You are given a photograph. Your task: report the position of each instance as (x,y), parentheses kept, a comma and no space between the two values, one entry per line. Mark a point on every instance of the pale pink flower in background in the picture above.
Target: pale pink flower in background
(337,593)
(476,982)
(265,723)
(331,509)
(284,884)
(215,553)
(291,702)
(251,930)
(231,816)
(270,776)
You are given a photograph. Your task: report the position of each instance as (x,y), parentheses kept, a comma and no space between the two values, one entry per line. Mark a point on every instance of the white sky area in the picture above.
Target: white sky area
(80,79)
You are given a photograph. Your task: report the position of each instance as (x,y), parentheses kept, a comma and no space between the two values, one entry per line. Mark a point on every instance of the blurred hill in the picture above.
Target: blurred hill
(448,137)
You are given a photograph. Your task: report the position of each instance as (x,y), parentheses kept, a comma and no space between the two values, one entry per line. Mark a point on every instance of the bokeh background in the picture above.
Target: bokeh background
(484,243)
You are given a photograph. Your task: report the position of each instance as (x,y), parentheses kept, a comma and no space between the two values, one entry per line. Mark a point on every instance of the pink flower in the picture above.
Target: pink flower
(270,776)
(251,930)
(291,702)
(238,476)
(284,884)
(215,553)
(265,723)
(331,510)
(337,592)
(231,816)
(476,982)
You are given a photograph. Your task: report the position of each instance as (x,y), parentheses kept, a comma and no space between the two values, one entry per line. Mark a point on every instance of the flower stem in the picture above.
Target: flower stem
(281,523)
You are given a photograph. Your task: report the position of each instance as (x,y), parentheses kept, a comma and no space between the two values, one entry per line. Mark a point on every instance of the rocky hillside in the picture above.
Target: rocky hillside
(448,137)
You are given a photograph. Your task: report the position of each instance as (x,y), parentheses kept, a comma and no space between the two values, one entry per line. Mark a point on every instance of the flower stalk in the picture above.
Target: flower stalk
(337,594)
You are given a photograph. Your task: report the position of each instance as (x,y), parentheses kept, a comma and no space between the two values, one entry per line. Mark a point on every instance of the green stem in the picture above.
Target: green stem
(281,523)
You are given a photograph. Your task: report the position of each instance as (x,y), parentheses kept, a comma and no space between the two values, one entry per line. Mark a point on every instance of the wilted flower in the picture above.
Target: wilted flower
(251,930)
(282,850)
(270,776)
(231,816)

# # #

(What you need to do):
Echo all of the records above word for word, keeping every line unchanged and in the same order.

(Solution to the problem):
You are given a photograph. Your task: report the position of each instance as (x,y), parentheses kept, a comma and no space between the two values, one entry per line. Mark a point on every instance of the pale pink flower in background in the picture above.
Target: pale pink flower in background
(337,593)
(476,982)
(265,723)
(331,509)
(284,884)
(215,553)
(291,702)
(251,930)
(231,816)
(270,776)
You are given a photograph. Your task: report the position of each instance as (x,y), parentheses kept, a comma and no space between the two values, one entry per line. Mark a point on every instance of the white sky area in the picture above.
Target: white sky area
(80,79)
You are given a photograph. Your task: report the position of each instance as (x,y), parentheses kept, a comma and no space between the two values, one entry per line. Mark a point on every instance of the blurred hill in the picture above.
Target: blurred hill
(448,137)
You are given a photograph. Your task: report the position of each instance as (x,y), parentheses kept, a comma and no space between the two values, one entry per line. Mark a point on every instance of the bokeh background in the picture above.
Target: bokeh background
(484,243)
You are given a photograph. Your task: report the position of each instance as (x,y), parentheses kept, a comma and no space between the two values, one entry per line. Mark a point on every instance of the pink flower in the picture above.
Target: pink flower
(270,776)
(251,930)
(291,702)
(238,476)
(284,884)
(215,553)
(265,723)
(331,510)
(337,592)
(231,816)
(476,982)
You are given a photograph. Your task: report the position of each instance as (x,y), parentheses kept, a comma and no space between the two values, one entry per line. Mark a point on every instance of the flower stem in the picture above.
Target: flower stem
(281,523)
You are given a photograph. Your task: report the position of each instance as (x,y), parentheses kept, a comma and no space between the two values, one entry per line. Mark a point on every instance of the rocky hillside in the picture above.
Target: rocky hillside
(448,137)
You are given a photograph. Your task: report the position of each instance as (x,y), parentheses kept, a comma and no space between the two values, one entry per line. Mark a point on every instance of the flower stalk in the picture above.
Target: flower stalk
(337,594)
You are given a photograph. Your task: report the position of each instance as (x,y), parentheses kept, a comma and no space between the two values, one entry per line. Mark a point on every instance of the green stem in the picture above.
Target: green stem
(281,523)
You are given a photograph. Your task: report the position of each instance as (x,y), parentheses kept, a comma and no space between the two values, one entry per line. Mark a point on every instance of the wilted flower in the picture above.
Target: wilted flower
(251,930)
(282,850)
(270,776)
(231,816)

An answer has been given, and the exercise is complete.